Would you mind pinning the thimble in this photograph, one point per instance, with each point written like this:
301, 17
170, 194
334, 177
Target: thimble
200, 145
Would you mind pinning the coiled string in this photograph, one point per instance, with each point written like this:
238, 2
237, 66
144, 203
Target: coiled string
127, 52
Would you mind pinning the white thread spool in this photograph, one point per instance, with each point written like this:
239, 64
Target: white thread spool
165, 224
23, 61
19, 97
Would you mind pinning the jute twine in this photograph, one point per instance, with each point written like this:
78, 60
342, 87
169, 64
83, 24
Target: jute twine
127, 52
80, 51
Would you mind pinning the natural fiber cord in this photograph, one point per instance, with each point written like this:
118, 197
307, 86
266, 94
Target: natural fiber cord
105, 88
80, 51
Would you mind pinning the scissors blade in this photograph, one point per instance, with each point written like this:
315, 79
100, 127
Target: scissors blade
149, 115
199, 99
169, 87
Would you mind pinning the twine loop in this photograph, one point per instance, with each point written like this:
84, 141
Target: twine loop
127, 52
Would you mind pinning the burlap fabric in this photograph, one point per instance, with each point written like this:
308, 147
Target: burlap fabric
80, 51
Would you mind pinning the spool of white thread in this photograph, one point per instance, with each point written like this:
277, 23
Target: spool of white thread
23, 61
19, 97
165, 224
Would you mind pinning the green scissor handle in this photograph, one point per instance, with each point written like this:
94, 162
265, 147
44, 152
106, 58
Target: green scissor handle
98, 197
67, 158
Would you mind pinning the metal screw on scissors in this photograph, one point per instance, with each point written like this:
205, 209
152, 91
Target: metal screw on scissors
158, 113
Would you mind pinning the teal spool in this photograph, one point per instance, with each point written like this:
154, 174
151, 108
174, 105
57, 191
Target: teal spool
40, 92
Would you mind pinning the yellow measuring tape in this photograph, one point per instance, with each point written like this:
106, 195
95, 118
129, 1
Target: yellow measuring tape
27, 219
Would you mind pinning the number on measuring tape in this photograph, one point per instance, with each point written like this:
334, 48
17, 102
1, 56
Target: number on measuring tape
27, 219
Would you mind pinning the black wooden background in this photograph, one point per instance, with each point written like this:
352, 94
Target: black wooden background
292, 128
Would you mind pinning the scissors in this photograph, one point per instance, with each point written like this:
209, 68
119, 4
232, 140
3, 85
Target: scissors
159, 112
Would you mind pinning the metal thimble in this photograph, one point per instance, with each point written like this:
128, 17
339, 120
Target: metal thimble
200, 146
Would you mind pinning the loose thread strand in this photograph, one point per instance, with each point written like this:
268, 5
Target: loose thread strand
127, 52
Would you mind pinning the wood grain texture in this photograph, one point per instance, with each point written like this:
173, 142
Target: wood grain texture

═══

# Required work:
Pull out all lines in the data above that include "grain".

# Exercise solution:
Would you mind pinning the wood grain texture in this photograph, one point per instance, with each point written like this:
Target: wood grain texture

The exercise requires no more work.